▸ **PROBLEM DESCRIPTION**
Your task is to write out the lines from the line containing "Would you be able to point at the lion's mane" through the last line of the material, exactly.

▸ **STORED ROWS**
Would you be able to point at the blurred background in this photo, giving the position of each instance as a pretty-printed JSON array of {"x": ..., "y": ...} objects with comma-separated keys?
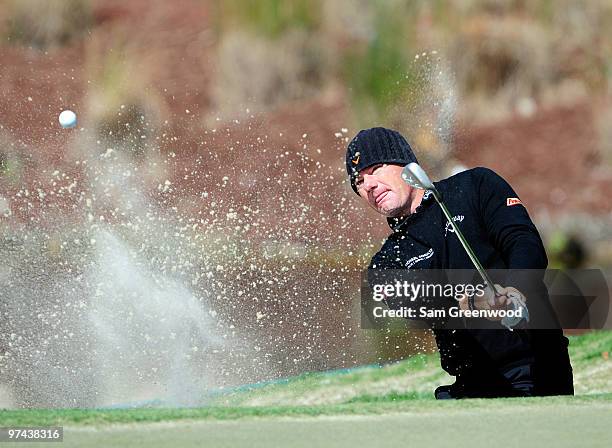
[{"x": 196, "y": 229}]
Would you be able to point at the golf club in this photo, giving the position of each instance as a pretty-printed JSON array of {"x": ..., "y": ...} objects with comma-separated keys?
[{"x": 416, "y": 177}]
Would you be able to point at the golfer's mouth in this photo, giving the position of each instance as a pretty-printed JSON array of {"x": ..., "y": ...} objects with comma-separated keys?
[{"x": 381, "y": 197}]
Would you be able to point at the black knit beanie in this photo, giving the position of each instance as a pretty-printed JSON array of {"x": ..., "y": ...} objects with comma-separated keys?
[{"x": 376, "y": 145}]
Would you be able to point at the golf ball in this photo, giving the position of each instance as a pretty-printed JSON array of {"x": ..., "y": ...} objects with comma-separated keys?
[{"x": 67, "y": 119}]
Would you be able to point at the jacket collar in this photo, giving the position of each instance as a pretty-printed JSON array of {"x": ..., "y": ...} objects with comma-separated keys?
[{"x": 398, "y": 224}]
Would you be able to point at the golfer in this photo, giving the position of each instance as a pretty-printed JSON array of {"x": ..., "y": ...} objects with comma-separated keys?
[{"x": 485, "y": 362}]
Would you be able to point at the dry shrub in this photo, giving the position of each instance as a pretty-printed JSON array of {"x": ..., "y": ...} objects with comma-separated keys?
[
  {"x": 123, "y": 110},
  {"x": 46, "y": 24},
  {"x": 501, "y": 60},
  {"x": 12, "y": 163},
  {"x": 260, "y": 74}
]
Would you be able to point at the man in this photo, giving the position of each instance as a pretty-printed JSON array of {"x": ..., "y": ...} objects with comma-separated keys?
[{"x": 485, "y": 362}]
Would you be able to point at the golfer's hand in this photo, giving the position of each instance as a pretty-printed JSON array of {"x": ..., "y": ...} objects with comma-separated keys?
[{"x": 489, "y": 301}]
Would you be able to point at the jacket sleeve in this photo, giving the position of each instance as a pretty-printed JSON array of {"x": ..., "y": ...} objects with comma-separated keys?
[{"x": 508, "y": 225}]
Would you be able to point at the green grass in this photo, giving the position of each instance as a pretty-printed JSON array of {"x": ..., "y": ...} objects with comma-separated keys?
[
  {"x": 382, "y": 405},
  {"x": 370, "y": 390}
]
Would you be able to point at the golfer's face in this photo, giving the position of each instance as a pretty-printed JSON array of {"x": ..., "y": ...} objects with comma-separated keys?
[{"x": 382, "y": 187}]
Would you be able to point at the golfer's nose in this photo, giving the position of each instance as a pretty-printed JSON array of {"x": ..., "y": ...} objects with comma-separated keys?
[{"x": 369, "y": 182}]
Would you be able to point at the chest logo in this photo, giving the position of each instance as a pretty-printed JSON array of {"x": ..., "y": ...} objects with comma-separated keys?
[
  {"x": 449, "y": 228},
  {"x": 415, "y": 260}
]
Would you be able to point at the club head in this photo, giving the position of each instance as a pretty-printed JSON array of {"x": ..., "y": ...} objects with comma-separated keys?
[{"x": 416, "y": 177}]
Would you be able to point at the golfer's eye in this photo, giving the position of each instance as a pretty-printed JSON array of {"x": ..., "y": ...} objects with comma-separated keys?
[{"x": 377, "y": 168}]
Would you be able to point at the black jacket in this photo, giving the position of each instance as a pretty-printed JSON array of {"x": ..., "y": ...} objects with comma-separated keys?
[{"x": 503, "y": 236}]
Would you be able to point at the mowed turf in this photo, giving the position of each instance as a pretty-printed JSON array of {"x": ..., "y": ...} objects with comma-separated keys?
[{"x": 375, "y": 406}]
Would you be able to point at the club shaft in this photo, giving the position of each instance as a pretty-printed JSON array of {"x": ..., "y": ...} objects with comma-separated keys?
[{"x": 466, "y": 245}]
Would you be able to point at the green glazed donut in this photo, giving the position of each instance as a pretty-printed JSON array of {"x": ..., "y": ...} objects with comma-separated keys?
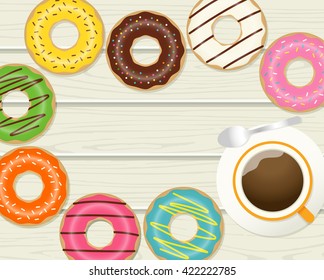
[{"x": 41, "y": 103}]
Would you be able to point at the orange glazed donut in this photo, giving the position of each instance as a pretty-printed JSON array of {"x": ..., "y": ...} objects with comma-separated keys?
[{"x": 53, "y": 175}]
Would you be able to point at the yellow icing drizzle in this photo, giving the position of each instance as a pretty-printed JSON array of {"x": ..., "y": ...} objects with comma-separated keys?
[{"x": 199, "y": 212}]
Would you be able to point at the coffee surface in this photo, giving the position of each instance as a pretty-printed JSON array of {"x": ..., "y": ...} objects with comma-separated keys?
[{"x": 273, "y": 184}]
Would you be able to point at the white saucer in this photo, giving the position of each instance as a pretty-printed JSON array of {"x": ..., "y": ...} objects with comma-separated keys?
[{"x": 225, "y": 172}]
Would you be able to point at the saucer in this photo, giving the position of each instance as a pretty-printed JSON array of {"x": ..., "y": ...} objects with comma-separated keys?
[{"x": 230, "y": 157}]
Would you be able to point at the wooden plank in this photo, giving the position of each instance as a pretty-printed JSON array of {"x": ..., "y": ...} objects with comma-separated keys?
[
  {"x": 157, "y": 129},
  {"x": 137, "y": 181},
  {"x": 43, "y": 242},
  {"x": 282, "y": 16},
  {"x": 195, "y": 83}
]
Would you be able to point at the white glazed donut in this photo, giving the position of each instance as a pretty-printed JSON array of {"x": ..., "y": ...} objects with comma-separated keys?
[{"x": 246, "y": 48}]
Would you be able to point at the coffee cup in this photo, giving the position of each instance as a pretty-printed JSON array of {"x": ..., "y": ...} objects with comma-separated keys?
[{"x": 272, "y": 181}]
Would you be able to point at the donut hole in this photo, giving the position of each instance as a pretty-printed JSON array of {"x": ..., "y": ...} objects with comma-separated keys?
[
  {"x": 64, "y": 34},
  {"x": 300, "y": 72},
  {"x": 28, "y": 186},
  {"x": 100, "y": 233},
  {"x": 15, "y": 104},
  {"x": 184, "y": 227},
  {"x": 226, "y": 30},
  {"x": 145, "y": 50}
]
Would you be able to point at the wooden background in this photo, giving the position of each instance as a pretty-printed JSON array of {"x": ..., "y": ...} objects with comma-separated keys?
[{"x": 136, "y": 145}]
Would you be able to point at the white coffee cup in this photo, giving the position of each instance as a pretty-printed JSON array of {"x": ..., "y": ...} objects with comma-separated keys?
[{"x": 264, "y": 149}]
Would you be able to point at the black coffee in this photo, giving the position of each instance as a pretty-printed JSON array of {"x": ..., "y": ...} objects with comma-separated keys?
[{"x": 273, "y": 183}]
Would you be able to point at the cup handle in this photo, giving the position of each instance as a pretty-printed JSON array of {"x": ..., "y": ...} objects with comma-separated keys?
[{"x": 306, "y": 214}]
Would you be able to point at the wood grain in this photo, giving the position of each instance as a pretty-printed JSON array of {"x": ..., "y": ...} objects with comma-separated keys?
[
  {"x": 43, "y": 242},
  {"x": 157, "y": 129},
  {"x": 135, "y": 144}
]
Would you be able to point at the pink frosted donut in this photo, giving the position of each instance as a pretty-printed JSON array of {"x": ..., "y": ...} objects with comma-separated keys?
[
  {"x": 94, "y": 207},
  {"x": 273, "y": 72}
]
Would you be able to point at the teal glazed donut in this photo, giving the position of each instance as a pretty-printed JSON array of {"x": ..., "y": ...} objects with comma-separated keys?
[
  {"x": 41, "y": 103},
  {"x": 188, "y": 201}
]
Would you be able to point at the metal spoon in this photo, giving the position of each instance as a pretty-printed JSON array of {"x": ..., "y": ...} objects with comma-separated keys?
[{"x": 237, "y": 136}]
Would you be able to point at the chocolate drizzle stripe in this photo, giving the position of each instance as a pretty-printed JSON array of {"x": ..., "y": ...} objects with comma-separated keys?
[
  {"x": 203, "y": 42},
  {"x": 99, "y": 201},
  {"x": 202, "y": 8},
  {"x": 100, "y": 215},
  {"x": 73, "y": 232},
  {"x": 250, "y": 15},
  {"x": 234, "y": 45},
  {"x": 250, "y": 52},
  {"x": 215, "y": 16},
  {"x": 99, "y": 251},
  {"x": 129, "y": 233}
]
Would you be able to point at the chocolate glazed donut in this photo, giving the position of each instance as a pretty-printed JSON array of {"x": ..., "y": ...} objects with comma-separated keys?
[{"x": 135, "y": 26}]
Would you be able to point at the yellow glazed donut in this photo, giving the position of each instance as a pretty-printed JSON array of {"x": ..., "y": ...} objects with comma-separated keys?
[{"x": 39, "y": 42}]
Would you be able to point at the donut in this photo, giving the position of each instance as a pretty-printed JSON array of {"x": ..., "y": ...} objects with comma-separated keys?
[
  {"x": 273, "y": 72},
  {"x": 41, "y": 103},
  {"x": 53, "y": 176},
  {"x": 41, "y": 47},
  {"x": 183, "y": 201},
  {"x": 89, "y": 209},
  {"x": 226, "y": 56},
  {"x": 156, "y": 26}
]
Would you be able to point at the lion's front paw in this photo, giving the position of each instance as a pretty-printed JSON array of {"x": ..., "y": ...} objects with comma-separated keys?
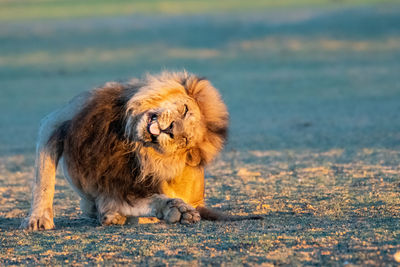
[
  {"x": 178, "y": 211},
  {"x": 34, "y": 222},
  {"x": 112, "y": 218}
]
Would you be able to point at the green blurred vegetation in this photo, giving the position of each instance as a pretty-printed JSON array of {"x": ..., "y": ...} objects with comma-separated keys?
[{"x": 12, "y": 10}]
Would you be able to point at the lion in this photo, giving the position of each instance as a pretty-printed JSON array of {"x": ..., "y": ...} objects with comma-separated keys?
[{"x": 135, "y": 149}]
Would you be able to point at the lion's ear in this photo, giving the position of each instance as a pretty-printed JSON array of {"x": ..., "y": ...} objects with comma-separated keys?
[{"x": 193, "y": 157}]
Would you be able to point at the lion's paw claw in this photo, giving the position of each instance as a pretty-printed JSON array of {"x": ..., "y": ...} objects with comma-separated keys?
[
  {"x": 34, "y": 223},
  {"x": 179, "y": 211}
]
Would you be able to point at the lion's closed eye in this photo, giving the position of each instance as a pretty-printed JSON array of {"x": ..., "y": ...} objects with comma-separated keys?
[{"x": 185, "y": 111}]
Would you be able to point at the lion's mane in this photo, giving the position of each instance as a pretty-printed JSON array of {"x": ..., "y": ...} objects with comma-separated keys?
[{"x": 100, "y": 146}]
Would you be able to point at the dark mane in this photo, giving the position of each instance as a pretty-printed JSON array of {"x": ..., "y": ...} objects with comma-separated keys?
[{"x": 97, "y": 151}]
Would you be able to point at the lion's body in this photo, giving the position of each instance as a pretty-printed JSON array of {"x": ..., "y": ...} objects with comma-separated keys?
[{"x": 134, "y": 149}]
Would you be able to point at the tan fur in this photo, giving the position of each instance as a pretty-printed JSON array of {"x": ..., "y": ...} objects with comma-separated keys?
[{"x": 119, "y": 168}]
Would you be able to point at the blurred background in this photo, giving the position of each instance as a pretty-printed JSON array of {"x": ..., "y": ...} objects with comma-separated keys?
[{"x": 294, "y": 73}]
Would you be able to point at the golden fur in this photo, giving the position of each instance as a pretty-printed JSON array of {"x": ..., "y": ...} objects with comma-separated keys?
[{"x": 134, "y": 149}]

▸ **RESPONSE FOR THIS EXERCISE**
Would you be able to point at the lion's mane in this photo, giving the position of each instance as a pretty-printed JSON array of {"x": ..., "y": ...} objects with comma-separated keys?
[{"x": 100, "y": 146}]
Would you be able to point at the dark mane in this photo, giving the position of each instance as a pretty-printed JSON array of {"x": ..., "y": ...} objects with comma-separated keys?
[{"x": 97, "y": 151}]
Would you be able to point at the lion's body in this photo, giving the position of each instance as a pretty-printed JSON array of {"x": ..., "y": ...} objects with comma-separated keys?
[{"x": 134, "y": 149}]
Would you be able to point at the tan fur in this photo, giving the position of each instance as a pretty-printed JSON array of {"x": ..., "y": ...} objects with comma-separated keys?
[{"x": 119, "y": 168}]
Would you be able to point at the blurred background in this photo, giving the position of each instance as a pretty-printed JSON array of {"x": ..., "y": ...} objects with comma-separated keys?
[{"x": 294, "y": 73}]
Would you be able to point at the golden fur in this photo, giving the position of each instance as a pretty-printed JSON array of {"x": ..., "y": ...} objects with comma-separated keys?
[{"x": 134, "y": 149}]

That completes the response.